Acórdão nº 0611/10.6BECBR de Supremo Tribunal Administrativo (Portugal), 2024-02-01

Data de Julgamento01 Fevereiro 2024
Ano2024
Número Acordão0611/10.6BECBR
ÓrgãoSupremo Tribunal Administrativo - (1 SECÇÃO)
Acordam, em conferência, na Secção de Contencioso Administrativo do Supremo Tribunal Administrativo:


I. Relatório

1. Nos presentes autos de recurso de revista vindos do Tribunal Central Administrativo Norte (“TCAN”), vem a UNIVERSIDADE DE COIMBRA recorrer do acórdão daquele tribunal datado de 17.01.2020, que, concedendo provimento à apelação interposta por AA da decisão do Tribunal Administrativo e Fiscal de Coimbra (“TAF de Coimbra”) de 16.05.2014, revogou esta última e julgou procedente a ação administrativa especial intentada pela ora recorrida tendente à anulação da deliberação final do júri do concurso para provimento de um lugar de professor associado do Departamento de Ciências da Terra da Faculdade de Ciências e Tecnologia da Universidade de Coimbra, aprovada em 10.05.2010.

2. A autora, ora recorrida, foi opositora ao concurso documental para provimento de uma vaga de professor associado do Departamento de Ciências da Terra da Faculdade de Ciências e Tecnologia da Universidade de Coimbra, publicitado pelo Edital n° …/2009 (DR, II Série, n.º 21 de …), tendo ficado posicionada em 2.º lugar.

• PEDIDO 1
Por favor, reproduza tal como estão as linhas dos registos que vão desde o início dos registos até à linha que contém "Outlines of the", incluindo ambas as extremidades.

• REGISTOS A PROCESSAR
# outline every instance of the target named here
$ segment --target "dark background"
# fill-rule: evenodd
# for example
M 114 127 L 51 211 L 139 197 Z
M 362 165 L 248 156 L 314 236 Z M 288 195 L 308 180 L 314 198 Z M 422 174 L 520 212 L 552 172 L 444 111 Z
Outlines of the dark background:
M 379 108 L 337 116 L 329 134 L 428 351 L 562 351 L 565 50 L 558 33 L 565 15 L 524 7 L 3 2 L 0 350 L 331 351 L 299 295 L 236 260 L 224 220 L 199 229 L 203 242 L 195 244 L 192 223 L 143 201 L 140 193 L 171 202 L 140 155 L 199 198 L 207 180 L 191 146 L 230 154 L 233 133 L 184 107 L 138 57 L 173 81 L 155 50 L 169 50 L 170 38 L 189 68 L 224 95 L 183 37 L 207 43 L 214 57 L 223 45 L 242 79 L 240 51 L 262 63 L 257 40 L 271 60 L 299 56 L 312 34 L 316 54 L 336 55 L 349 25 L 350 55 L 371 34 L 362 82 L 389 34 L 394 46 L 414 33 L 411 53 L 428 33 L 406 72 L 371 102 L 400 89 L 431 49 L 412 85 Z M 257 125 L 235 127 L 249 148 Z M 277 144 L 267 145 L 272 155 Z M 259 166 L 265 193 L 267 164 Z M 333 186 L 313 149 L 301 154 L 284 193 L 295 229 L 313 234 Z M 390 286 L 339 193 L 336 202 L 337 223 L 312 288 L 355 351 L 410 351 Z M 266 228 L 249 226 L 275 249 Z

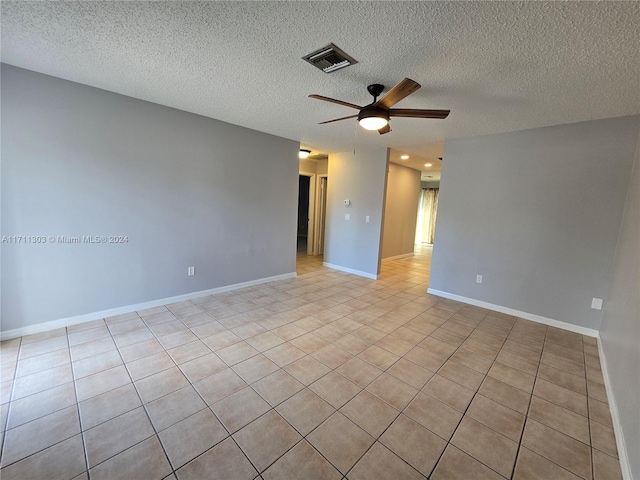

• PEDIDO 2
Segundo o excerto selecionado, em que lugar ficou posicionada a autora no concurso?

• RESOLUÇÃO 1
# outline every instance of the target named here
$ segment --target "dark background"
# fill-rule: evenodd
# for example
M 114 127 L 51 211 L 139 197 Z
M 362 165 L 248 156 L 314 236 Z M 288 195 L 308 180 L 314 198 Z M 422 174 L 520 212 L 552 172 L 444 111 Z
Outlines of the dark background:

• RESOLUÇÃO 2
Em 2.º lugar.